O que fazer ->
Transcreva toda a listagem abaixo linha por linha, sem mudar nada, mas deixe as imagens de fora.

Dados de entrada ->
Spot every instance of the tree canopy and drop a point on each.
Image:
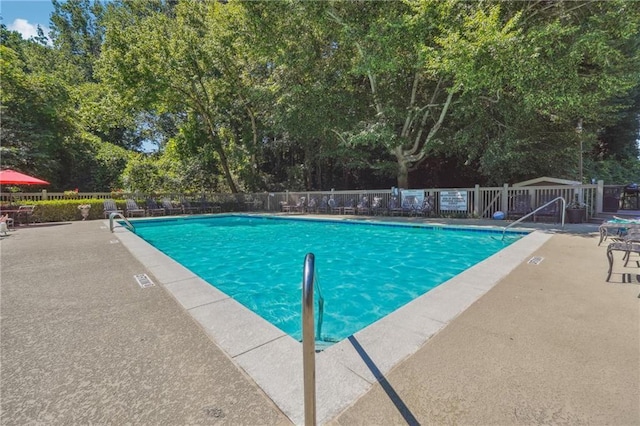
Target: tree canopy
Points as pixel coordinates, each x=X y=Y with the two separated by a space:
x=269 y=95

Resposta do problema ->
Spot every instance of the tree canopy and drop a point on each.
Image:
Target: tree canopy
Points as pixel coordinates, each x=X y=Y with the two separated by a space:
x=269 y=95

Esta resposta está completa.